> **DATA SHOWN**:
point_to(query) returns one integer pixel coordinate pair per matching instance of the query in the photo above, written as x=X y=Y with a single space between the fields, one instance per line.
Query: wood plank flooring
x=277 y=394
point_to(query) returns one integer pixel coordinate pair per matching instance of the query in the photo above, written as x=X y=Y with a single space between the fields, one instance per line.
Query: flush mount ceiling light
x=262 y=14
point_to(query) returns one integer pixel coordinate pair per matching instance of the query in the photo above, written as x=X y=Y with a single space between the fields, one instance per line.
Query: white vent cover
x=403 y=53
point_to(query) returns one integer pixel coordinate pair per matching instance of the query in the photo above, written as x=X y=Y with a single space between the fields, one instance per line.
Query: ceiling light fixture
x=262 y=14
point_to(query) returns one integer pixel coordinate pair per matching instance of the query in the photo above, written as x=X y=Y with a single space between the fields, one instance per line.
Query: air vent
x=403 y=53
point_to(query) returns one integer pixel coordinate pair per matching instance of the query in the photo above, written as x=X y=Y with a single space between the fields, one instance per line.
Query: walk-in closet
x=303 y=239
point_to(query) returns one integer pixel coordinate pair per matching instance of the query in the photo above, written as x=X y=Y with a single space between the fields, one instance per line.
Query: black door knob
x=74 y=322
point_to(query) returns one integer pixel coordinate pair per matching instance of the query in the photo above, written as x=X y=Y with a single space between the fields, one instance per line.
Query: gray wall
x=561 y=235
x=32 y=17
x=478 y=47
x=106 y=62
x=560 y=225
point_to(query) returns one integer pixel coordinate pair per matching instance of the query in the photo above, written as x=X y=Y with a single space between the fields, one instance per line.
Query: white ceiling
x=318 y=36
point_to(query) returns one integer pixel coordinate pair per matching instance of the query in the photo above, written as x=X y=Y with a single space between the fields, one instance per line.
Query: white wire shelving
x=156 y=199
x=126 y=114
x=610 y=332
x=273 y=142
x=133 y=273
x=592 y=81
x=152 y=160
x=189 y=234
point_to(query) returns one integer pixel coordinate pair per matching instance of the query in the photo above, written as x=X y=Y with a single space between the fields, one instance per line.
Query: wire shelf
---
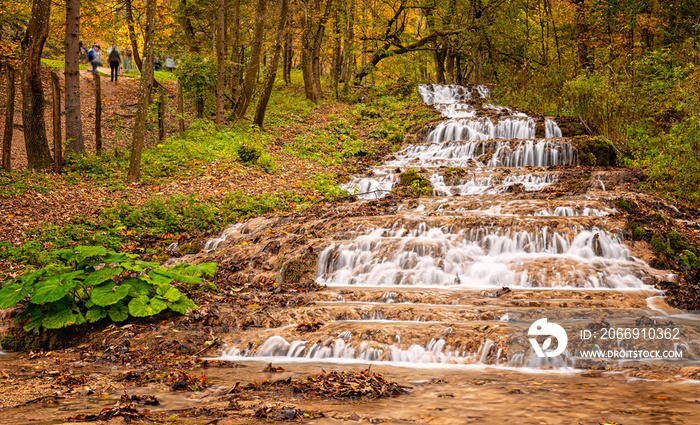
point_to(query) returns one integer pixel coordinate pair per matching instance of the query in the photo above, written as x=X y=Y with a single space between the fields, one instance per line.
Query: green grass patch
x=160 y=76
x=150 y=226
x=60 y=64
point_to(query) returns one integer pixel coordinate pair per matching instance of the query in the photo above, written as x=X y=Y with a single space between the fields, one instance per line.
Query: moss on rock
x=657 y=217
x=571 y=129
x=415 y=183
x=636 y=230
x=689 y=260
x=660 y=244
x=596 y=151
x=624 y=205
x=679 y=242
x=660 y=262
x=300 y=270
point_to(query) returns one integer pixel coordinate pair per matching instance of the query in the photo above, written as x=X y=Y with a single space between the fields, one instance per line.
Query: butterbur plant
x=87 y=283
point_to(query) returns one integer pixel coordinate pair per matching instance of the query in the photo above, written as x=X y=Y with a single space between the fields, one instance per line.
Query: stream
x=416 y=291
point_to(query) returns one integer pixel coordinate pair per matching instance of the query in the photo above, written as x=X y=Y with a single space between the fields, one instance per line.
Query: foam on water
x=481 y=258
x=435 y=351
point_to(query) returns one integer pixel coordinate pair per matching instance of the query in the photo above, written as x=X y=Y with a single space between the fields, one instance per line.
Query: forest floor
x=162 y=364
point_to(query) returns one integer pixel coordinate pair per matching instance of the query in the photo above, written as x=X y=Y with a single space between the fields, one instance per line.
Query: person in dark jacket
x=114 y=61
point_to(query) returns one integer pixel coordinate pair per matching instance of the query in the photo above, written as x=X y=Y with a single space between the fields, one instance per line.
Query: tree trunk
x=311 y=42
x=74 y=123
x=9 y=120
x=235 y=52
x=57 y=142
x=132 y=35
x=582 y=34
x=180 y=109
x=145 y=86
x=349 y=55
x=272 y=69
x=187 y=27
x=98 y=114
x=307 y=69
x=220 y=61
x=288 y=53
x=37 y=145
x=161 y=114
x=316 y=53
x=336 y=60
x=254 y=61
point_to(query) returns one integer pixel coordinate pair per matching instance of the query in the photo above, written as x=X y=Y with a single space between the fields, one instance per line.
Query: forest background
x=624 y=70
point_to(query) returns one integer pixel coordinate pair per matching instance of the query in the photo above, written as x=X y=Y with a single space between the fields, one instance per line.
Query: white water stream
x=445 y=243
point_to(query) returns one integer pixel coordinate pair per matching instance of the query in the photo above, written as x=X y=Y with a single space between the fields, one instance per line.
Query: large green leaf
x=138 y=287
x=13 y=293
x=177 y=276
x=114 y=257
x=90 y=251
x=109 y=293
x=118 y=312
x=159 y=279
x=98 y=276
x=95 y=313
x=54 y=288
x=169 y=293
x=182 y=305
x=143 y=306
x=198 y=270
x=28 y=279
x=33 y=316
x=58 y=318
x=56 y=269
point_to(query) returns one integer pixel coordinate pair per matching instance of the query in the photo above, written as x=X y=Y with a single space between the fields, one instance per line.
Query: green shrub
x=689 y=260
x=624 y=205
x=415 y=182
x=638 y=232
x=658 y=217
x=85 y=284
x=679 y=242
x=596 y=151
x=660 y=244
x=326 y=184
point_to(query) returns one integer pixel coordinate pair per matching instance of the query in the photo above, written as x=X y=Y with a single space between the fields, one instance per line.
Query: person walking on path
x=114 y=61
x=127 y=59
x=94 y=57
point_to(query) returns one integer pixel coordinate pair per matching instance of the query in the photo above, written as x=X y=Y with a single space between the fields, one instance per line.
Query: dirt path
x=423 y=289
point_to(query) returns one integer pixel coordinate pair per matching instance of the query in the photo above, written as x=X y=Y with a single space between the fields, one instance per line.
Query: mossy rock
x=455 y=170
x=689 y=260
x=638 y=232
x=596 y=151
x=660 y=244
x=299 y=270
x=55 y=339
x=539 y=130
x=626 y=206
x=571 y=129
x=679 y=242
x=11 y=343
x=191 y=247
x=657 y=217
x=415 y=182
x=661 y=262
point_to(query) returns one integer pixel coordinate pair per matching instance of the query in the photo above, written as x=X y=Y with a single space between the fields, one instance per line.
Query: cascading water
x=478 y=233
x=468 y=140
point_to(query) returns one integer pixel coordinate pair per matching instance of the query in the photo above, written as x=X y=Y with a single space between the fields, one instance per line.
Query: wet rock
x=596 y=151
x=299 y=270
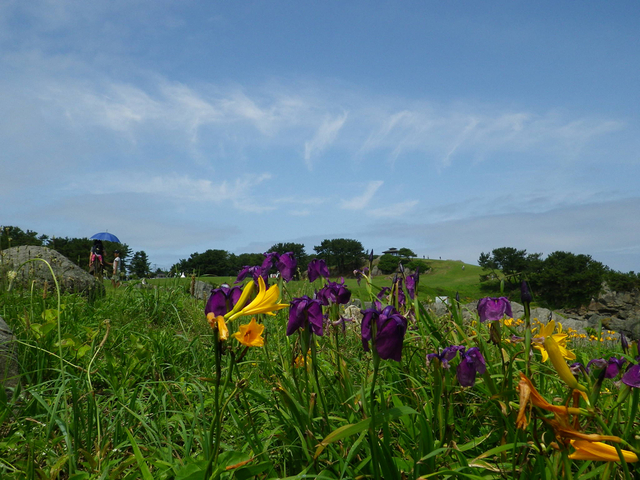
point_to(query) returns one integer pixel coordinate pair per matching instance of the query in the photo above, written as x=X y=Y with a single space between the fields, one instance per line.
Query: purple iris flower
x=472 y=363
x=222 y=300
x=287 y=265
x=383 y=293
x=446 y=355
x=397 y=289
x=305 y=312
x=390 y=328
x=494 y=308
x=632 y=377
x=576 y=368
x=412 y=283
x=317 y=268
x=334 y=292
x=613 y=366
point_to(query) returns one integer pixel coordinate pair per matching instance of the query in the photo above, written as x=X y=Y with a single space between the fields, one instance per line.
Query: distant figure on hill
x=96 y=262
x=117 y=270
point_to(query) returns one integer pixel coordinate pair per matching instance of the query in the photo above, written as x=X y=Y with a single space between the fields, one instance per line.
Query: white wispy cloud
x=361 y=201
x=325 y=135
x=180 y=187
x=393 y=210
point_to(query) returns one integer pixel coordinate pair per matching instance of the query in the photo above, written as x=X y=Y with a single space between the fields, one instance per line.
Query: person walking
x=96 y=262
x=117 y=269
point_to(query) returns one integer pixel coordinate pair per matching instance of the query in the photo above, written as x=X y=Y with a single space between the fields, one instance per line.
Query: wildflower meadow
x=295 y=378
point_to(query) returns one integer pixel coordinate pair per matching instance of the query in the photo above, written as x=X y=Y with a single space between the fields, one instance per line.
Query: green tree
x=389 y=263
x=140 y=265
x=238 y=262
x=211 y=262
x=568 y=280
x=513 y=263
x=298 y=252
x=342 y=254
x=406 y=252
==
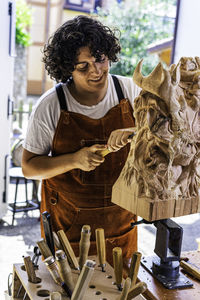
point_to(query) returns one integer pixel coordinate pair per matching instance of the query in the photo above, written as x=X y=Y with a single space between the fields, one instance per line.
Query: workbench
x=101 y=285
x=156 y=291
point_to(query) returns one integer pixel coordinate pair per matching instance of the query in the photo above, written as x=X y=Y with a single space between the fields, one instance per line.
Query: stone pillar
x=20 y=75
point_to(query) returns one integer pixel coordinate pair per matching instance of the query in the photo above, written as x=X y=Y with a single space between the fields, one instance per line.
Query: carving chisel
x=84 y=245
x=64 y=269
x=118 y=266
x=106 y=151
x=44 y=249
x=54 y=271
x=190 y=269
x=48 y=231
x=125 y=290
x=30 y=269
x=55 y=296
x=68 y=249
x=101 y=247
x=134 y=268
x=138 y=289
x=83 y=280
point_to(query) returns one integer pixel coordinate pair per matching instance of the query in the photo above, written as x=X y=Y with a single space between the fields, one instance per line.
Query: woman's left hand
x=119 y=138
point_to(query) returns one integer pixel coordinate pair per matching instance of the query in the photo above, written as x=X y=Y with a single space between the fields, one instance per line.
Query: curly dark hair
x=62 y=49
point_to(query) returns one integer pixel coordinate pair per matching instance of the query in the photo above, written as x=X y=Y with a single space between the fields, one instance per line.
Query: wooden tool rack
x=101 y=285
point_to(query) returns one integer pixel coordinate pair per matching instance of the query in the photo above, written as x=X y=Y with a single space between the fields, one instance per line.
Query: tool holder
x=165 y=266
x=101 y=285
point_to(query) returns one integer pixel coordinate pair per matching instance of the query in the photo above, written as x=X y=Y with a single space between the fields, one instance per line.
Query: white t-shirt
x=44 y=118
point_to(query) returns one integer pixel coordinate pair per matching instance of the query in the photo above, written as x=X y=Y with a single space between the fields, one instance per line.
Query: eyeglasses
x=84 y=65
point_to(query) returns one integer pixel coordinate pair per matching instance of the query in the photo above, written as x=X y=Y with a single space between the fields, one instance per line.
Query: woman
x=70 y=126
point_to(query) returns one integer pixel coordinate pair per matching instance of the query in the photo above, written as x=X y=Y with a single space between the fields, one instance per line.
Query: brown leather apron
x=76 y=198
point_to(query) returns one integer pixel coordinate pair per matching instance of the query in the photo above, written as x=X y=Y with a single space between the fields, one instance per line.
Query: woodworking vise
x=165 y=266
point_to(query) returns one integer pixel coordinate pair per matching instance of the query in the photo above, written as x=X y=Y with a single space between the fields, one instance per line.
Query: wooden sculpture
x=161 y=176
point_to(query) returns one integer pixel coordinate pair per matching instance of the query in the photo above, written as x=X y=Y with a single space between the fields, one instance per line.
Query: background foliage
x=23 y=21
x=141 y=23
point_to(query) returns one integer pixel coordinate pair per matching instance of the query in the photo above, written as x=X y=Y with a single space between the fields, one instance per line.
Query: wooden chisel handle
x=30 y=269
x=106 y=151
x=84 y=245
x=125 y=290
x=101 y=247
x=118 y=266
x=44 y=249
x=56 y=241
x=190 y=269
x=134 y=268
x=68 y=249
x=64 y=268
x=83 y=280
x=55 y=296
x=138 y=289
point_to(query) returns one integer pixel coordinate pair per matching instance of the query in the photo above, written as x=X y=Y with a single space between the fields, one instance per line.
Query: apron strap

> **WHAT IS NEEDED**: Copy out, word for word, the part of the entries above that begins at the line with "Query: white ceiling" and ends at the line with "Query: wire shelf", including both.

> **FINISHED TASK**:
Query: white ceiling
x=318 y=36
point_to(query) returns one integer pixel coordinate pair per matching instance of the query in the photo above, written as x=X y=Y with a single space between the fields, one instance per line.
Query: white wire shelving
x=156 y=199
x=126 y=114
x=610 y=332
x=273 y=142
x=133 y=273
x=592 y=81
x=152 y=160
x=189 y=234
point_to(query) returns one integer pixel coordinate pair per matching instance of the query in the photo above, written as x=X y=Y with a single space between the fields, one instance per line.
Query: wire shelf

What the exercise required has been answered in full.